[INSTRUCTIONS FOR THE TASK] Arrange the lines of the records below as a numbered list, omitting blank lines. Leave the pictures out of your answer.

--- Begin SUPPLIED MATERIAL ---

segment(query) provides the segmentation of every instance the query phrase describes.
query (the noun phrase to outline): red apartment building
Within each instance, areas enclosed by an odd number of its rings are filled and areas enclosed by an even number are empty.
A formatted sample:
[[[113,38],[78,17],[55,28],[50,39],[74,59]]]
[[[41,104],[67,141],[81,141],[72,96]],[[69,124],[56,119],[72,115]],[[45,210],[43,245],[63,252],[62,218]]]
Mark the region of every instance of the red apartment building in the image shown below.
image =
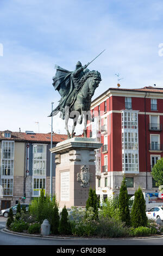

--- End SUPPLIED MATERIAL ---

[RESPONSE BELOW]
1. segment(query) provides the segmentation of every instance the query phrase describes.
2. query (the noun phrase to outline): red apartment building
3. Within each instance, areas enclosed by an odd number of its rings are filled and areas enclosed by an even number are empty.
4. A formatted sample:
5. [[[113,38],[78,17],[55,28],[50,39],[74,59]]]
6. [[[41,104],[67,141],[81,141],[72,96]],[[69,124],[56,119],[72,115]],[[45,210],[43,245],[63,252],[62,218]]]
7. Mark the region of every instance of the red apartment building in the image shown below.
8. image =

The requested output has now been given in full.